--- DATA EXTRACTS Enclosed Below ---

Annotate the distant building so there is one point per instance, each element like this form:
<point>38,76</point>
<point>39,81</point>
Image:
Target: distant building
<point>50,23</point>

--- End of Enclosed DATA EXTRACTS ---

TASK REQUIREMENTS:
From the first line to the last, return the material exactly.

RESPONSE BELOW:
Annotate the distant building so there is one point per instance, each element like this form:
<point>38,76</point>
<point>39,81</point>
Image:
Target: distant building
<point>50,23</point>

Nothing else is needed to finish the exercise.